● TWOJE POLECENIE
Powtórz dokładnie wszystkie poniższe wiersze i pomiń w odpowiedzi obrazy.

● DANE
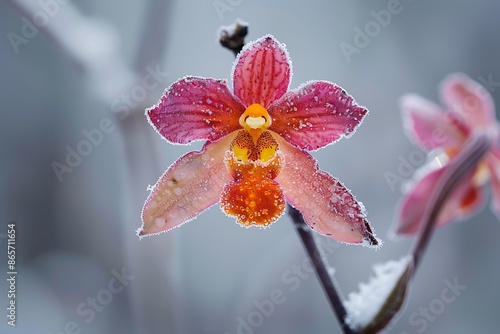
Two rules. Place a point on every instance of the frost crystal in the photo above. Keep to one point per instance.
(363, 306)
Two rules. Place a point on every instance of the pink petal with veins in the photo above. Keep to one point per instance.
(191, 185)
(429, 126)
(326, 205)
(316, 114)
(262, 72)
(468, 99)
(196, 108)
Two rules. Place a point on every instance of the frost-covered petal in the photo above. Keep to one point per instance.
(196, 108)
(192, 184)
(468, 99)
(463, 201)
(429, 126)
(316, 114)
(326, 205)
(262, 72)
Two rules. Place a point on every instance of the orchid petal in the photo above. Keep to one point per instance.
(468, 99)
(464, 200)
(494, 164)
(262, 72)
(188, 187)
(326, 205)
(430, 127)
(316, 114)
(196, 108)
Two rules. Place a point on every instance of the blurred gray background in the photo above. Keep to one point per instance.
(76, 235)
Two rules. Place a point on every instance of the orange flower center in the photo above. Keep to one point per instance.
(254, 142)
(253, 197)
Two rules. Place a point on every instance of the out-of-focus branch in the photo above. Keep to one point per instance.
(458, 170)
(327, 280)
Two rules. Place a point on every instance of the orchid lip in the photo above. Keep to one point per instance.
(255, 117)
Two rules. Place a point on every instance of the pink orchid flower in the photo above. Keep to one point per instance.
(468, 110)
(255, 156)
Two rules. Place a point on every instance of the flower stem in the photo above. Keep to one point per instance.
(458, 170)
(328, 281)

● ODPOWIEDŹ
Two rules. Place a point on every instance of the frost crystal in the photo above. Keep to one point per instance.
(363, 306)
Two rules. Place a point on every instance of the pink petal with veins in the photo above. Keep to one point per instance.
(191, 185)
(429, 126)
(326, 205)
(316, 114)
(262, 72)
(468, 99)
(196, 108)
Two rules. Place a point on every instance of the frost-covered petal in the photo above. Keep to one point per instance.
(196, 108)
(192, 184)
(468, 99)
(463, 201)
(429, 126)
(316, 114)
(326, 205)
(262, 72)
Two rules. Place a point on every instance of the orchid petal in the photo above. Keep to one point per instance.
(468, 99)
(464, 200)
(494, 164)
(262, 72)
(188, 187)
(326, 205)
(430, 127)
(316, 114)
(196, 108)
Two rules. Place a point on every instance of the blurred gray background in the photo above. Keep to one point per instance.
(76, 235)
Two rules. Place a point on every instance of the orange flower center in the photo above. Keep to one point per instance.
(254, 142)
(253, 197)
Two rules. Place a point on every instance of the out-of-focus branch in the photo above. Keep to one point per instance.
(458, 170)
(327, 280)
Two rules. Place a point on every instance of the orchid lip in the photo above. Keep to one point per instance.
(255, 117)
Two rules. Place a point on every instance of the pink orchid flower in the photo above. Keep to one point per instance.
(468, 110)
(255, 156)
Two rules. Place a point on every instance of the flower stem in the photo above. Keep to one point per instance.
(458, 170)
(328, 281)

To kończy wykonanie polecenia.